-- Text passage follows --

Yesterday, we met up with a couple for dim sum. I’d never met them before but Marv knew the woman from work. Just like it always is when I first meet people, one of the topics of conversation is what I used to do before following Marv around the world. It’s a common concern for business expats like us who move every two or three years to a different country because of one spouse’s job. Many wives feel adrift without extended family, familiar friends, and time-consuming jobs.
The usual exchange:
“What did you get your PhD in?”
“Genetic epidemiology – studying the genetic causes and distribution of diseases in the population.”
“Wow. Do you get to use any of that now?”
What was really funny was how the wife asked first then 30 minutes later when the husband arrived from parking the car, he asked it again completely unaware that his wife had asked the same thing already!
I’m happy to say that yes, I do get a chance to exercise that knowledge now. But even if I didn’t, I don’t necessarily think those years spent in postgraduate education was a complete waste.
My scientific training taught me to think critically and not be afraid to stand up for what I believe in. It also taught me to articulate my thoughts and opinions in a logical fashion instead of in a jumbled mess with no order. That always helps when struggling with a toddler who needs everything laid out plain and simple!
Even though I am not on the career path I might have envisioned when I was in school (who knew what blogs were in the mid 90’s?!), I feel incredibly fortunate to have the chance to try something different. Without Marv to support us, I’d probably be out there slogging away at a “proper” job in a pharmaceutical company, university, or research center. (And I may still work at one of these places but hopefully something that involves more writing than research.) For now, I get to write and think about science every day and be on the cutting edge of a media revolution.
We are all more than our formal training or earning potential. I don’t believe in letting education limit my aspirations; some say I’m overqualified, others say I’m underqualified. I also don’t gauge my success by how much I’m earning. I know my perspective is skewed but I’m putting my knowledge to use in a way that keeps ME happy and fulfilled. And that’s all that really matters.

-- Text passage concluded --

__Study questions__:
a: According to the blog post, what field is the writer's PhD in?
b: Repeat the part of the blog post between "Even though I" and "a media revolution.", inclusive.
c: The blog post's writer says the years spent in postgraduate education were not necessarily a complete waste. What reason does the writer give?

-- Exercise data follows --

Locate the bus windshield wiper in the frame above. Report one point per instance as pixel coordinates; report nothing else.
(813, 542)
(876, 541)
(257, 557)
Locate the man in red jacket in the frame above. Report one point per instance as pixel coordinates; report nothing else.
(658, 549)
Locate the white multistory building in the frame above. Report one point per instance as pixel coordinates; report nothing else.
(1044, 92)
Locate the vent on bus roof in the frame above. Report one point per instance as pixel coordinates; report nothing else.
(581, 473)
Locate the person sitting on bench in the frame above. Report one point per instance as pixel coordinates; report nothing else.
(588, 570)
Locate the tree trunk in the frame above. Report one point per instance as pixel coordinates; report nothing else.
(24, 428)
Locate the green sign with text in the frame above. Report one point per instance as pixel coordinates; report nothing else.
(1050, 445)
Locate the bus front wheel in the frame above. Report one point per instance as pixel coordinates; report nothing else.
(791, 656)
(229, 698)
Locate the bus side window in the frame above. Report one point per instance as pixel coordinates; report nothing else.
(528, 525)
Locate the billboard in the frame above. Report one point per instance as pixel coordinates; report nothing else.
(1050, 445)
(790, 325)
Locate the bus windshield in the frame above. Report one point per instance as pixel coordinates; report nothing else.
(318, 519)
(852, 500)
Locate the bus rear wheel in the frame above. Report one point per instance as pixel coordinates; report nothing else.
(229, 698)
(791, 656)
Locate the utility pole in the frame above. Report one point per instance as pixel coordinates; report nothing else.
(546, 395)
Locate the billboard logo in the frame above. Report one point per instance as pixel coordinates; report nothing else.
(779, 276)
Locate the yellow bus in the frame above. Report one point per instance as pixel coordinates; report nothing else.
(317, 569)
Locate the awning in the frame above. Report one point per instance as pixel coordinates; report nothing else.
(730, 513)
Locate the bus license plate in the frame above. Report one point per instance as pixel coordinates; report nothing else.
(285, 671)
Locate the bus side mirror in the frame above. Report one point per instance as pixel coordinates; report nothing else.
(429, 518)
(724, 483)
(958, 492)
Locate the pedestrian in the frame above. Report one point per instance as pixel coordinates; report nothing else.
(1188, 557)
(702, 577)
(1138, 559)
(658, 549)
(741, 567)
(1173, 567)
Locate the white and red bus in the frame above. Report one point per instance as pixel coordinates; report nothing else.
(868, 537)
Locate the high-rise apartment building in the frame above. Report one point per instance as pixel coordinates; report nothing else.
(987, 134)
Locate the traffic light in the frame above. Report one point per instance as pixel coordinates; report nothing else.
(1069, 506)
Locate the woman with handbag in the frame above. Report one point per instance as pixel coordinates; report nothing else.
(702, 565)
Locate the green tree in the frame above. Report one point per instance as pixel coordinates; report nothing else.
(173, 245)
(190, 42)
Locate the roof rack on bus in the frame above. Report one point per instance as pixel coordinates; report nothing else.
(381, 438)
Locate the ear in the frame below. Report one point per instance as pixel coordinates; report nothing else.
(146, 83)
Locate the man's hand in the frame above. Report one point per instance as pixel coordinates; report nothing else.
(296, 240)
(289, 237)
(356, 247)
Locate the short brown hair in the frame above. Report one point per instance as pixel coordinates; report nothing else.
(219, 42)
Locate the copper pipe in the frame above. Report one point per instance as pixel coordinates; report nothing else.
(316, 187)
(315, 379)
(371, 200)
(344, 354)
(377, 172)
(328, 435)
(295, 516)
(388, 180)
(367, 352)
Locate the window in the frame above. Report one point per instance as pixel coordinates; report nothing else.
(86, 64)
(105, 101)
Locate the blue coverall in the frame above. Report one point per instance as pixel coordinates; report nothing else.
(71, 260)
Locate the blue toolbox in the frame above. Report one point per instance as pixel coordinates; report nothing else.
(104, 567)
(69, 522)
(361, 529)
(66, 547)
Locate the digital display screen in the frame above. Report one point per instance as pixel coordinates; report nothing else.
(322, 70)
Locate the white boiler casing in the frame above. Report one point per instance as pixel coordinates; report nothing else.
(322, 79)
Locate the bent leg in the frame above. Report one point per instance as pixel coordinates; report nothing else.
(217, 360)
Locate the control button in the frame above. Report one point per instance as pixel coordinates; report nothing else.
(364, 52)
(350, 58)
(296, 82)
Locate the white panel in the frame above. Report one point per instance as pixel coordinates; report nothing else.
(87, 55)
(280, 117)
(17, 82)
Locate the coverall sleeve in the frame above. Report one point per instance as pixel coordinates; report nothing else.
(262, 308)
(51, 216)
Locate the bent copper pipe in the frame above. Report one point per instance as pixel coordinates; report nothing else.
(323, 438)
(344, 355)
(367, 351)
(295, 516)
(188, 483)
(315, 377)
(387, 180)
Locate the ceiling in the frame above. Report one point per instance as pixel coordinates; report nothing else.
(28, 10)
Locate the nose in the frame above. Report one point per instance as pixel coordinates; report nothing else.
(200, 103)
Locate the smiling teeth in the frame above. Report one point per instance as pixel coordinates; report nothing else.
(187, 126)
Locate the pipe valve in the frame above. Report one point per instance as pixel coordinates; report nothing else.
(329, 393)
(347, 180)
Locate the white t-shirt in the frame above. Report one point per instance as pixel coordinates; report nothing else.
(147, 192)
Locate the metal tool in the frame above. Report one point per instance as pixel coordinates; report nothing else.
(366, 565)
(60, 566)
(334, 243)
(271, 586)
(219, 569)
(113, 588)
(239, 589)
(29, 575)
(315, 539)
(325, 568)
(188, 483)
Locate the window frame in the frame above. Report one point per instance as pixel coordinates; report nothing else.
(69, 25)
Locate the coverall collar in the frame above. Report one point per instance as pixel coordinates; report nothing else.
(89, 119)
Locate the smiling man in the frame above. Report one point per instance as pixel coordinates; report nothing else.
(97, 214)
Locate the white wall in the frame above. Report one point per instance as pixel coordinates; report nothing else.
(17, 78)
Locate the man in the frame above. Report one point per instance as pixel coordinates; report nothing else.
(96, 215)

-- Exercise data concluded --

__Task responses__:
a: Genetic epidemiology.

b:
Even though I am not on the career path I might have envisioned when I was in school (who knew what blogs were in the mid 90’s?!), I feel incredibly fortunate to have the chance to try something different. Without Marv to support us, I’d probably be out there slogging away at a “proper” job in a pharmaceutical company, university, or research center. (And I may still work at one of these places but hopefully something that involves more writing than research.) For now, I get to write and think about science every day and be on the cutting edge of a media revolution.

c: The writer's scientific training taught critical thinking and the confidence to stand up for personal beliefs. It also taught the writer to express thoughts and opinions in a logical order rather than as a jumbled mess, which helps with a toddler who needs everything laid out plainly.